PROMPT:
Only the lines below from the one that holds "distant mountain, given" through the one that holds "grass embankment, given" should appear in the answer, copied exactly, end lines included and pictures omitted.

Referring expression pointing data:
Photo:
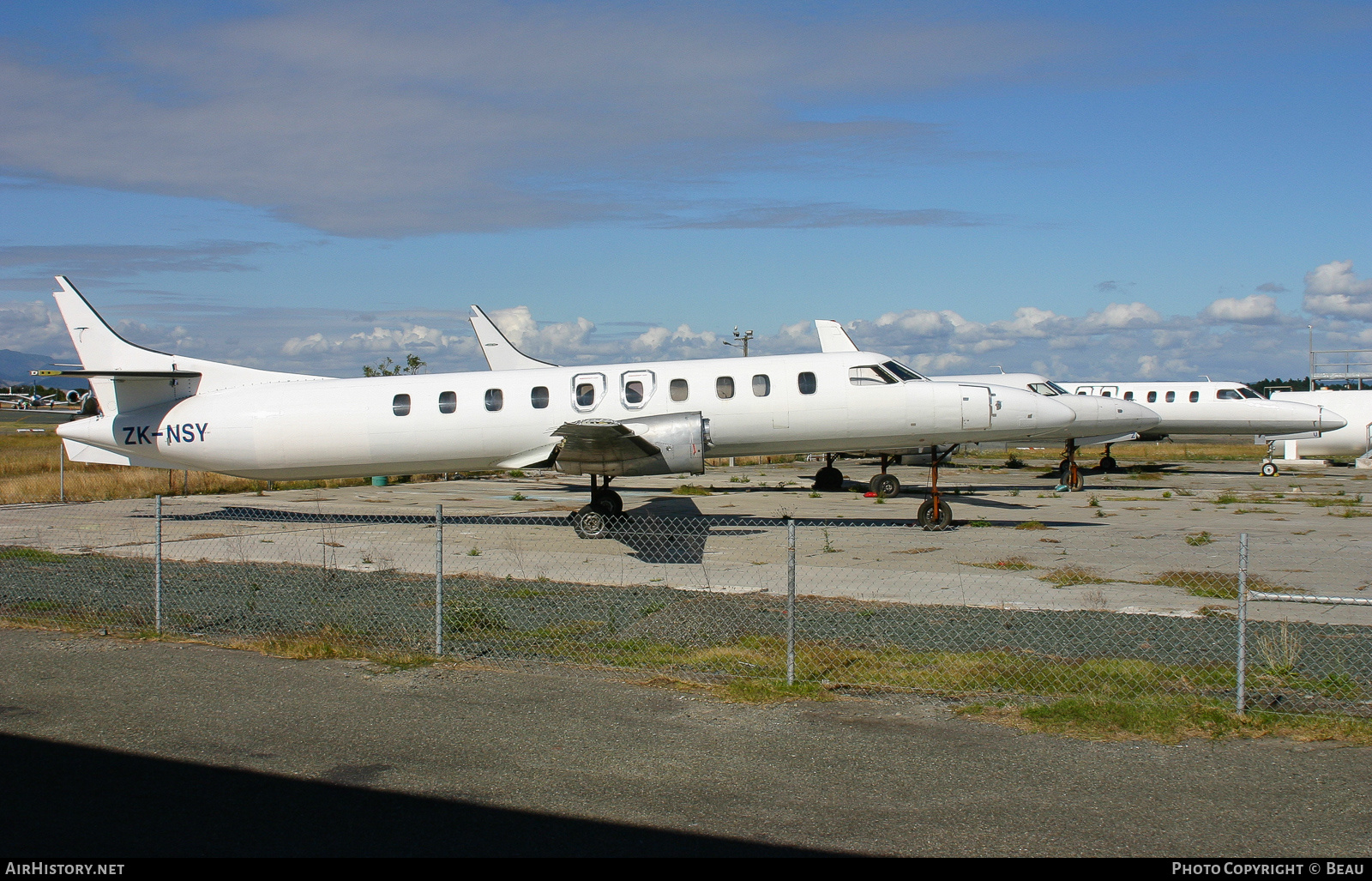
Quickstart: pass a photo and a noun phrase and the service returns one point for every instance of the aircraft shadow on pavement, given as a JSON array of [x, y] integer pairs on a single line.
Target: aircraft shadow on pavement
[[59, 800]]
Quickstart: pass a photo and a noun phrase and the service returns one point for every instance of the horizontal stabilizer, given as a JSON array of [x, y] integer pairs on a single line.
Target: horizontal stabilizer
[[123, 373], [500, 353], [833, 336]]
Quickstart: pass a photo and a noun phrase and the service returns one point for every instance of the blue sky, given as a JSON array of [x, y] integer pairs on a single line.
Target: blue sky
[[1088, 190]]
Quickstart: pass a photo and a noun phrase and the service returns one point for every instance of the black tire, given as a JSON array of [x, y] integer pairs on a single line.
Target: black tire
[[608, 501], [592, 522], [829, 480], [885, 486], [932, 521]]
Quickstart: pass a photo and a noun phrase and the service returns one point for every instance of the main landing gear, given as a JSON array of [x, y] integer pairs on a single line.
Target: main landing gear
[[829, 480], [935, 514], [594, 519], [884, 485], [1070, 474]]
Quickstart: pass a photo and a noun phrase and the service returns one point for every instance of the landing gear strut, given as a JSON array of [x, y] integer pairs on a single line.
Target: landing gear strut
[[1070, 474], [884, 485], [593, 521], [935, 514], [829, 480], [1269, 468]]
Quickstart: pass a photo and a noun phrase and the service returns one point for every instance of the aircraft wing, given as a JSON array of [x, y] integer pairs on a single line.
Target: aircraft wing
[[833, 336], [601, 441], [500, 353]]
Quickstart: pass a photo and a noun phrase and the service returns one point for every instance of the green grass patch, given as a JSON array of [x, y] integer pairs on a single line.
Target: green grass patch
[[29, 555], [1010, 564], [1170, 722], [1069, 576]]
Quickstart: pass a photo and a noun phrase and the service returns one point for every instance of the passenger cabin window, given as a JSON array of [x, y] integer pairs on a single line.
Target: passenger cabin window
[[900, 371], [870, 375]]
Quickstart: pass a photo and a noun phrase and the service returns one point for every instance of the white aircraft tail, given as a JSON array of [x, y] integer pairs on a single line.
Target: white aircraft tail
[[144, 377], [833, 336], [500, 353]]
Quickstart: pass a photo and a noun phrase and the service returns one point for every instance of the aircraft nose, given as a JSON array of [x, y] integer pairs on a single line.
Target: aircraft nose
[[1330, 420], [1049, 413]]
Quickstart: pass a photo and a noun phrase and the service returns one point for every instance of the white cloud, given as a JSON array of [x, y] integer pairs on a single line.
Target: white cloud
[[1250, 309], [370, 118], [1335, 291]]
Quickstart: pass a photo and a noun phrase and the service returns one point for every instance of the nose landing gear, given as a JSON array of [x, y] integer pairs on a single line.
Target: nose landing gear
[[1070, 474], [935, 514], [829, 480], [884, 485]]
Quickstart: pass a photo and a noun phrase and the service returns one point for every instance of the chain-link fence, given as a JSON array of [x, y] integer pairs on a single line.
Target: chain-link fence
[[1028, 613]]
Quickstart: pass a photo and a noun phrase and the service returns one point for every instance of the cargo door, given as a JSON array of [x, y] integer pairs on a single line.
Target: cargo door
[[976, 407]]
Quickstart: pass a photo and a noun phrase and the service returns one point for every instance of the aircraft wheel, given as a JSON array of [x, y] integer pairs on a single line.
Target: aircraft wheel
[[592, 522], [608, 501], [885, 486], [932, 521], [829, 480]]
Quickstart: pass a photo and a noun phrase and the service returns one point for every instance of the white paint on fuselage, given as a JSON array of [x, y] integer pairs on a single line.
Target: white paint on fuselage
[[1353, 439], [346, 427]]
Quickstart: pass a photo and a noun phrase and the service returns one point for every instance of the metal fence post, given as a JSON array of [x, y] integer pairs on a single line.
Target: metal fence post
[[157, 567], [438, 579], [1241, 699], [791, 601]]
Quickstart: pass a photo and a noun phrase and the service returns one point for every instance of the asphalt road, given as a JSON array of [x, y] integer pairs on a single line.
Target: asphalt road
[[117, 748]]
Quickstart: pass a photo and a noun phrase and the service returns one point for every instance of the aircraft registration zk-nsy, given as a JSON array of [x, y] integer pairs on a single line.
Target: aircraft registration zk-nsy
[[165, 411]]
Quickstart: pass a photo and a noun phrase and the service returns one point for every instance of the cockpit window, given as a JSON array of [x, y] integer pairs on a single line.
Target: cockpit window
[[870, 375], [902, 371]]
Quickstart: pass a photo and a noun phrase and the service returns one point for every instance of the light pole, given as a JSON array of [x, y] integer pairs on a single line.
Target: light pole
[[740, 339]]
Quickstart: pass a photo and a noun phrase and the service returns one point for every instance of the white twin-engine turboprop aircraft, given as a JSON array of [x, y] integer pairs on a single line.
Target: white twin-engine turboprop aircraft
[[165, 411]]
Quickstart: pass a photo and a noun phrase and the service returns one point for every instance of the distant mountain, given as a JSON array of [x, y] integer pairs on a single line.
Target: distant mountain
[[15, 365]]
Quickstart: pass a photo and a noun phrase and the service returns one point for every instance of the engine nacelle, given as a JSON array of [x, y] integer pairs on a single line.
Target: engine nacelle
[[660, 445]]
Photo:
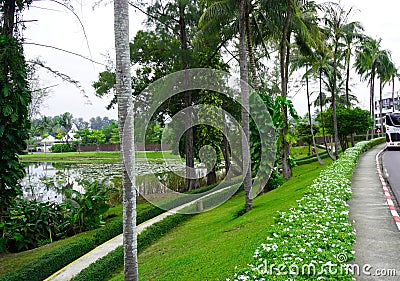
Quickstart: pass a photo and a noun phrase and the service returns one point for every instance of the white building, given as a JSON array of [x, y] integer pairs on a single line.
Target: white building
[[388, 105]]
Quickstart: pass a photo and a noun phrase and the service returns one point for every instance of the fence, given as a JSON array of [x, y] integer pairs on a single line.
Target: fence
[[117, 147]]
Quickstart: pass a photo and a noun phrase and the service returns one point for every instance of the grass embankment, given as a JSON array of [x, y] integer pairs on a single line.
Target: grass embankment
[[90, 157], [12, 262], [210, 245]]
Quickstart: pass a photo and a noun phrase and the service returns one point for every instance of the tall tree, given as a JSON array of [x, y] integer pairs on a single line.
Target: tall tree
[[367, 60], [385, 70], [245, 105], [337, 22], [14, 102], [125, 105]]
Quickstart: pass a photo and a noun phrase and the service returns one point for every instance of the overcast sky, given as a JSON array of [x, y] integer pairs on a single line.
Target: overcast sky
[[58, 27]]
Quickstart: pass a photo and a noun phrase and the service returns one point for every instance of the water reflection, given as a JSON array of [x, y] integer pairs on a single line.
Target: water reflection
[[47, 181]]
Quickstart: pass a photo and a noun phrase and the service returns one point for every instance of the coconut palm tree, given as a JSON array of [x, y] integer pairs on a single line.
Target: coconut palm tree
[[125, 104], [385, 70], [245, 104], [337, 26], [352, 35], [368, 57]]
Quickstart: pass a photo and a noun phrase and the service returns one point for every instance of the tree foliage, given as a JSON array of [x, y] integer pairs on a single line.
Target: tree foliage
[[14, 125], [350, 120]]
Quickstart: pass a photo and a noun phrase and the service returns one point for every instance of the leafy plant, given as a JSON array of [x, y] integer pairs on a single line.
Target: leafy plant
[[315, 235], [62, 147], [88, 208]]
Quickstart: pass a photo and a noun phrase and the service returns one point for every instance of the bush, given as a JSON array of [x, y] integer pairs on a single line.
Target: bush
[[67, 254], [316, 235], [28, 224], [103, 267], [62, 147], [51, 262]]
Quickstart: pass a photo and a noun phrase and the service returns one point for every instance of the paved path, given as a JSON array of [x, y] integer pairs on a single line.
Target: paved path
[[83, 262], [377, 245]]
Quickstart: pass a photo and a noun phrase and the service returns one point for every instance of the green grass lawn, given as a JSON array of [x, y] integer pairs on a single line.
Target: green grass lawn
[[90, 157], [11, 262], [301, 151], [211, 244]]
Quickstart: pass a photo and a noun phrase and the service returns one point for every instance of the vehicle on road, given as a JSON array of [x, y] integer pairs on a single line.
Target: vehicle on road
[[392, 126]]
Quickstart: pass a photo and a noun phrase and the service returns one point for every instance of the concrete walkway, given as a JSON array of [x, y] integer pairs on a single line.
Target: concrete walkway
[[377, 247], [83, 262]]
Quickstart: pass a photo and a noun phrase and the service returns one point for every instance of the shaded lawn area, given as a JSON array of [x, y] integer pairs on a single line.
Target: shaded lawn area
[[211, 244], [90, 157], [11, 262]]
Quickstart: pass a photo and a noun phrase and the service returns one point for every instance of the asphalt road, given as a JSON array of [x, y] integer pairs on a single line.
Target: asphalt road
[[391, 165]]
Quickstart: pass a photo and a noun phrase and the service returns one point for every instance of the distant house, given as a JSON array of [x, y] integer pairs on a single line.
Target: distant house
[[46, 144], [70, 136]]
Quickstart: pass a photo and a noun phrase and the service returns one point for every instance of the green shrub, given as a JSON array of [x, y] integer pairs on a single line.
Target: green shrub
[[81, 246], [51, 262], [108, 264], [316, 234], [62, 147]]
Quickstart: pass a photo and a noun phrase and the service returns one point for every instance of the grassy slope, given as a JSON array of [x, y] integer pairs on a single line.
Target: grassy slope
[[88, 157], [11, 262], [210, 245]]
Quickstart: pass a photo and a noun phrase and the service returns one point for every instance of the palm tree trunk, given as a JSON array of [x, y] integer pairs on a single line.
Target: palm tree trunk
[[309, 119], [380, 105], [244, 88], [393, 93], [286, 168], [8, 17], [371, 100], [190, 177], [335, 125], [347, 80], [322, 118], [225, 144], [125, 105], [251, 53]]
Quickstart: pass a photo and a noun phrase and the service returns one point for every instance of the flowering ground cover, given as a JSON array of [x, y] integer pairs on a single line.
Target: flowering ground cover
[[314, 240], [211, 244]]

TASK RESULT:
Quickstart: pass a photo and a noun phrase and the service returns one point for every instance of the distant mountain, given as a JSON array of [x, y] integer pairs on a single line.
Target: distant mountain
[[15, 365]]
Quickstart: pass a photo and a noun phrase and the service returns one point for every instance of the engine nacelle, given as a JSON array of [x, y] integer pairs on a single line.
Target: engine nacelle
[[660, 445]]
Photo:
Quickstart: pass a photo and a noun phrase and the service returns one point for every instance of the white building, given as a JSON array of [x, y] integer pairs on a single line.
Target: white building
[[388, 105]]
Quickstart: pass a photo and a noun phrase and the service returns one point for every instance of the fence, given as a JSON array of [x, y] integer pairs on a single line.
Target: fence
[[117, 147]]
Quickstart: pass a photo and a noun phrase and the service returns one point for every instance of the grass embankment, given as a JSON array of [x, y] integer pairs on a single line.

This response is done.